─── PROVIDED MATERIAL

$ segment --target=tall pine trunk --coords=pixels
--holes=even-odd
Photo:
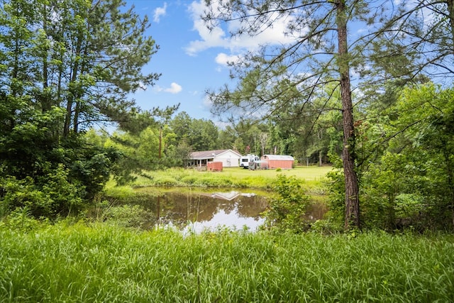
[[[358,177],[355,167],[355,126],[350,82],[350,65],[347,45],[347,13],[345,0],[336,3],[338,42],[338,65],[340,76],[343,148],[342,158],[345,182],[345,228],[360,228],[360,200]]]

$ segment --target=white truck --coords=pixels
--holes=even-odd
[[[240,167],[243,168],[248,168],[249,167],[250,162],[254,162],[259,160],[260,160],[259,156],[255,155],[248,154],[246,155],[243,155],[240,158]]]

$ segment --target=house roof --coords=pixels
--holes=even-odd
[[[294,158],[288,155],[263,155],[263,158],[267,160],[284,160],[287,161],[294,161]]]
[[[231,151],[238,155],[238,157],[241,157],[240,153],[233,150],[204,150],[204,151],[199,151],[199,152],[192,152],[189,154],[189,158],[191,160],[212,159],[214,157],[221,155],[228,151]]]

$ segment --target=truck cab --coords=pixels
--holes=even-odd
[[[255,161],[258,161],[260,158],[255,155],[248,154],[246,155],[241,156],[240,158],[240,167],[247,169],[249,167],[249,163],[253,163]]]

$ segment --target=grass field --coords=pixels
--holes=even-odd
[[[454,302],[452,235],[352,236],[0,224],[0,302]]]
[[[199,171],[172,168],[150,171],[146,177],[140,176],[132,187],[241,187],[270,189],[279,175],[293,176],[301,180],[308,189],[321,185],[330,166],[297,167],[292,170],[249,170],[240,167],[226,167],[221,172]]]

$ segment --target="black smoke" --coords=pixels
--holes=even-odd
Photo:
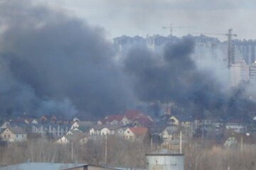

──────

Please pick out each line of the items above that contains the string "coords".

FULL RESPONSE:
$ segment --target=tall pine trunk --coords=pixels
$ segment --target=white truck --coords=pixels
$ segment --target=house roof --coords=pixels
$ segment --target=truck cab --coords=pixels
$ segment --target=grass field --coords=pixels
$ segment --target="black smoke" --coords=pixels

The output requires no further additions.